▶ YOUR ASSIGNMENT: Go to the line in the data below that contains "Where can the sunset". Write it out exactly, along with every later line through the last, and nothing else.

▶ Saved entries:
· · · · · · ·

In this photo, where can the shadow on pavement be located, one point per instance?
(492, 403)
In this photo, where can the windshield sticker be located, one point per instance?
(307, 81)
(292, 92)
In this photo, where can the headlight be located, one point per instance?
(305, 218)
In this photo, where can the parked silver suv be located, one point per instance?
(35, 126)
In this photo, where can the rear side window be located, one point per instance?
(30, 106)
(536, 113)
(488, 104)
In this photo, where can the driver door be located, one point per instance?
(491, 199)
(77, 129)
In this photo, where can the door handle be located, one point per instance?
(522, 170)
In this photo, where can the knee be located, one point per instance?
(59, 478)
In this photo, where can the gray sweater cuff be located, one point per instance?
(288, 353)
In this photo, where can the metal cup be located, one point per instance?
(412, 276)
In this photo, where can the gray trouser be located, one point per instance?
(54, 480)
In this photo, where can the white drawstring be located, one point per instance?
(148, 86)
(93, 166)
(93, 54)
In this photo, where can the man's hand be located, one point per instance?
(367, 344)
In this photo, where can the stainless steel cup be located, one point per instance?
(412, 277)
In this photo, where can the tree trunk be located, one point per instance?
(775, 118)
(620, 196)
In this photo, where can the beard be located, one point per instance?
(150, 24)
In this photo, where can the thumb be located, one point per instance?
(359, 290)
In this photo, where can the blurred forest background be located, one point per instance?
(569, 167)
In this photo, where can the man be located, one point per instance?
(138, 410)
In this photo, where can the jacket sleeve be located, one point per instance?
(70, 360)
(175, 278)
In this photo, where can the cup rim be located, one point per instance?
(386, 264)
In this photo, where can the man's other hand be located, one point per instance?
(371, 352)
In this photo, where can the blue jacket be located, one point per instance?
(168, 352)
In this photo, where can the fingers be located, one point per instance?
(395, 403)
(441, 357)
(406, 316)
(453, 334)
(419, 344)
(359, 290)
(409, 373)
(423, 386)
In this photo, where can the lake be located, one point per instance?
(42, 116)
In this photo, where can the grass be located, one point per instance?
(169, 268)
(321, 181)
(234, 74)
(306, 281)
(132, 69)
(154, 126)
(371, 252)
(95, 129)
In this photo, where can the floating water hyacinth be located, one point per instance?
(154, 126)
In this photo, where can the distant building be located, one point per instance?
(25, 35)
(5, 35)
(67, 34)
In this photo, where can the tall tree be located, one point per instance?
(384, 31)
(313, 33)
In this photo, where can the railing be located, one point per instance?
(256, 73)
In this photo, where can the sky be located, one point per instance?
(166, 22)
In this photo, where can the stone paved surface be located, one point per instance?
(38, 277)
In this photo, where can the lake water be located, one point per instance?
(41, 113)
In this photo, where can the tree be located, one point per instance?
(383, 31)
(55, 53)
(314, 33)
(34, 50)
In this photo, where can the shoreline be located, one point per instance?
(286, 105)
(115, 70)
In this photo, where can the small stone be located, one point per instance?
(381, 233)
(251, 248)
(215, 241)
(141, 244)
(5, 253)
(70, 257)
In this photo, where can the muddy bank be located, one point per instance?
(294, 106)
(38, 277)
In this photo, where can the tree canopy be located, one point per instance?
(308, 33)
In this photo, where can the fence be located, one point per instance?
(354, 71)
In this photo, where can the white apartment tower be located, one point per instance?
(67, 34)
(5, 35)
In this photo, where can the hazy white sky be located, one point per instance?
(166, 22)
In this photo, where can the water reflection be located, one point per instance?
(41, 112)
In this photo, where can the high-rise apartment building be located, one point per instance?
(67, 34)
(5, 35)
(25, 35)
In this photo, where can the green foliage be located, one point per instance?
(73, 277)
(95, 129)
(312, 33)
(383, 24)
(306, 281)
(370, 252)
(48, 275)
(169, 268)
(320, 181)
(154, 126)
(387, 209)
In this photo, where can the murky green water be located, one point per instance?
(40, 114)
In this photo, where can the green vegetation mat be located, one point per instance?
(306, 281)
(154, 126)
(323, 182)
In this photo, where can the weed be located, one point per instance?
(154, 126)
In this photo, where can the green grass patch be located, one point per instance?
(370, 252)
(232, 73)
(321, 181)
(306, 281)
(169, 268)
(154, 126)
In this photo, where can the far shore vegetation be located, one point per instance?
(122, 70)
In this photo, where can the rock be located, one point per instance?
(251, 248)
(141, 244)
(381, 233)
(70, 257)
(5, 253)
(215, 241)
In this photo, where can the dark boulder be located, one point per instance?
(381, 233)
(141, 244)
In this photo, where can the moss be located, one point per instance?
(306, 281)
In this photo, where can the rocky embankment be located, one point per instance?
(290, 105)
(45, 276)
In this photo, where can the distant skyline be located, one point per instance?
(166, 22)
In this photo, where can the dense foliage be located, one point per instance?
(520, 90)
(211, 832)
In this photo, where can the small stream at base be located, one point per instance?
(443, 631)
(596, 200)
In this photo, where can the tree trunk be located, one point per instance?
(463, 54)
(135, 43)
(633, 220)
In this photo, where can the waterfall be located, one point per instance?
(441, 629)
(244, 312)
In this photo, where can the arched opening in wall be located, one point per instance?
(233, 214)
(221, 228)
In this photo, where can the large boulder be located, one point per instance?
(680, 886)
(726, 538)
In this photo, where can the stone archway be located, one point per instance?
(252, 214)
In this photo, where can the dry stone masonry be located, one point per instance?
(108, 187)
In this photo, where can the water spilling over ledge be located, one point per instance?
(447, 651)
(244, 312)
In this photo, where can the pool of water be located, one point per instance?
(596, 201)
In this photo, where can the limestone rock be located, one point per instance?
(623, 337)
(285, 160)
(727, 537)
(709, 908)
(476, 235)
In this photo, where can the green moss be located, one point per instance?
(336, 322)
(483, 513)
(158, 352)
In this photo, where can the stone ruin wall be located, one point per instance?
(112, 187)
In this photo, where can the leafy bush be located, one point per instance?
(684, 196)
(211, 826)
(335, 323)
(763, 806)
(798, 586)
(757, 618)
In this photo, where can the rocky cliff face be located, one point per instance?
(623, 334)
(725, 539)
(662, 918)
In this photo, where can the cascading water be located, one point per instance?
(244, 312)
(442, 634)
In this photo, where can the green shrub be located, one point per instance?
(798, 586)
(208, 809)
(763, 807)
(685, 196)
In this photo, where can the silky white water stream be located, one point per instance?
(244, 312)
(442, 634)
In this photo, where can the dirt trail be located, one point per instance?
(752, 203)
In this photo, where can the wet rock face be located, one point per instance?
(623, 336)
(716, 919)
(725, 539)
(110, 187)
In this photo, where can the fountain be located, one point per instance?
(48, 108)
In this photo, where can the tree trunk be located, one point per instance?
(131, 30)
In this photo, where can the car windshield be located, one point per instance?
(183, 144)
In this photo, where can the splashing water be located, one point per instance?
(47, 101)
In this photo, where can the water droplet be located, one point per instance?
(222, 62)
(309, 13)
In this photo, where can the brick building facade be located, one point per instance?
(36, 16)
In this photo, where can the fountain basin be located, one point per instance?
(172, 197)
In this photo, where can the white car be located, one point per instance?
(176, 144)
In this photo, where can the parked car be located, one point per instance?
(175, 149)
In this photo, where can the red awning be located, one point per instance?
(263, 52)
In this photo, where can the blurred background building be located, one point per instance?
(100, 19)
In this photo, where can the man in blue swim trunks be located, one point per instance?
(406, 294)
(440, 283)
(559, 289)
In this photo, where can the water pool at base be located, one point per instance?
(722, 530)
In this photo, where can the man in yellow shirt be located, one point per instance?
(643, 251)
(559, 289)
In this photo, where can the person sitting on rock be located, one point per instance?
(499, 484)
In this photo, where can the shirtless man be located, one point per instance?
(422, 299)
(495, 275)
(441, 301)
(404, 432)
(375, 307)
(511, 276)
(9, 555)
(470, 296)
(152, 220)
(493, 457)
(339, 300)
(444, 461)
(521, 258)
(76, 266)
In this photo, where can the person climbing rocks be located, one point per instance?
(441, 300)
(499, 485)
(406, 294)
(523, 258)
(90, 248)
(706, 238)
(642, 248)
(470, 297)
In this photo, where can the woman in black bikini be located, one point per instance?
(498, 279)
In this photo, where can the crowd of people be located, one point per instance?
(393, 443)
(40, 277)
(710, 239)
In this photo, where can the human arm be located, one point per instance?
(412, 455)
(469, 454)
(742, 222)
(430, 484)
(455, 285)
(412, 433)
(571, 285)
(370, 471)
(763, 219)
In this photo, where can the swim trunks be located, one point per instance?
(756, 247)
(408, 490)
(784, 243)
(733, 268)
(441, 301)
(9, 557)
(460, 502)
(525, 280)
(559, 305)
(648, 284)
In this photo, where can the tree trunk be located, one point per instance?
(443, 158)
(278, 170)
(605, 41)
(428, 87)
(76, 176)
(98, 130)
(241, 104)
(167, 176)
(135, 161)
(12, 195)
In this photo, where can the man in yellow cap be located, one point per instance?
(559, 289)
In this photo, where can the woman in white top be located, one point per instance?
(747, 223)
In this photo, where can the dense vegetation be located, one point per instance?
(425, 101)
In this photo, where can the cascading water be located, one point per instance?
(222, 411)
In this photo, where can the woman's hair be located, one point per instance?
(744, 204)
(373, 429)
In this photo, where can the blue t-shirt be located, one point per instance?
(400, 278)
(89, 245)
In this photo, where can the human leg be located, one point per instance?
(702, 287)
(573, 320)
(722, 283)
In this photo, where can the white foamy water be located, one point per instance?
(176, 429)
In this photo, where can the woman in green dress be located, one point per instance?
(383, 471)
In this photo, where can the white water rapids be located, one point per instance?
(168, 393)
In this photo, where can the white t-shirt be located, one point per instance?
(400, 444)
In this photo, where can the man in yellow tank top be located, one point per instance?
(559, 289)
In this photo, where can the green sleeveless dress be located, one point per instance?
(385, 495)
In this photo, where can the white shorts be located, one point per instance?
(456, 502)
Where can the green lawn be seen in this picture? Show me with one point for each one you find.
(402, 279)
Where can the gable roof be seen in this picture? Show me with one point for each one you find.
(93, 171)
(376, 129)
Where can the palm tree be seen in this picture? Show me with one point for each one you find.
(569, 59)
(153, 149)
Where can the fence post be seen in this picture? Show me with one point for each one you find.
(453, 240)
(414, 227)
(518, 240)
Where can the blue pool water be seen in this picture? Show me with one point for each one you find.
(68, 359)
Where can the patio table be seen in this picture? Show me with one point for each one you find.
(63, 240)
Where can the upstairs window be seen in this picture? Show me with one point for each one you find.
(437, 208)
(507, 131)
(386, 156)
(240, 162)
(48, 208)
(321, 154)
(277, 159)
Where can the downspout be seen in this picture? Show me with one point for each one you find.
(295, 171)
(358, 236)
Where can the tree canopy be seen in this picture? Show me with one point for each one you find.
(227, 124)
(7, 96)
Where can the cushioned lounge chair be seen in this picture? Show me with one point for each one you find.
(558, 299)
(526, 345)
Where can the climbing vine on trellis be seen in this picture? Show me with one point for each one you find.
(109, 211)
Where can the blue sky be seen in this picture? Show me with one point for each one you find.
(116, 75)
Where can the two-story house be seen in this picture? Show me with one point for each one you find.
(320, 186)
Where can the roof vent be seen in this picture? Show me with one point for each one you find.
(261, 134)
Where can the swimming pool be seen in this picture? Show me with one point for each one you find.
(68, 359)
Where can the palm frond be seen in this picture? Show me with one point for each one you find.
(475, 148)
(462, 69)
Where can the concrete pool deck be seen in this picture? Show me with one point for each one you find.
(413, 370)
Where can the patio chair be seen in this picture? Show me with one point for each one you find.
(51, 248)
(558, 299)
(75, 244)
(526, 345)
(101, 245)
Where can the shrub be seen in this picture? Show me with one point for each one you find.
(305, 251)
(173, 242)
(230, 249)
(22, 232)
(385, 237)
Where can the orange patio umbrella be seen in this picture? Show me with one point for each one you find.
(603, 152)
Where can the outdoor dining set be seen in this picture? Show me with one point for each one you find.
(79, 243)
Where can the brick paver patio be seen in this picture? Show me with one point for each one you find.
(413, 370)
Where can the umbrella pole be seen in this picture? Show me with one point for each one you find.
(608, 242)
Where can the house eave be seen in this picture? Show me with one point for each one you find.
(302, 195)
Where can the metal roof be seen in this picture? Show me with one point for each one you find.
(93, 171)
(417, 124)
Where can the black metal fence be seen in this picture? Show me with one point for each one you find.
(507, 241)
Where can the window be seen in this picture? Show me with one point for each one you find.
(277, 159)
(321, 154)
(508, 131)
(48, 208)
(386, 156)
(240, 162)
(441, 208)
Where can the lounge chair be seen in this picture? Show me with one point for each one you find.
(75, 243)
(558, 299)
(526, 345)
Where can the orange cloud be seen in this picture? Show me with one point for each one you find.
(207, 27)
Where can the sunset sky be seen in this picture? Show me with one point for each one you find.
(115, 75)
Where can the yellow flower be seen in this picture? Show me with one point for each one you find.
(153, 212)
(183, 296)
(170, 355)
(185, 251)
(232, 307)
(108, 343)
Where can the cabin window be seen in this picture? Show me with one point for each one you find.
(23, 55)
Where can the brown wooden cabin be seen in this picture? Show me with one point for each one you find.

· · · · · · ·

▶ RESPONSE TO THIS TASK:
Where can the sunset sky be seen in this picture? Show me with one point for each one you find.
(115, 75)
Where can the yellow flower be seen in this picture? Show me with one point for each one you find.
(153, 212)
(183, 296)
(170, 355)
(185, 251)
(232, 307)
(108, 343)
Where can the cabin window be seen in this picture? Show me with one point for each one you find.
(23, 55)
Where can the brown wooden cabin be seen in this picture? Show me with one point for each one you find.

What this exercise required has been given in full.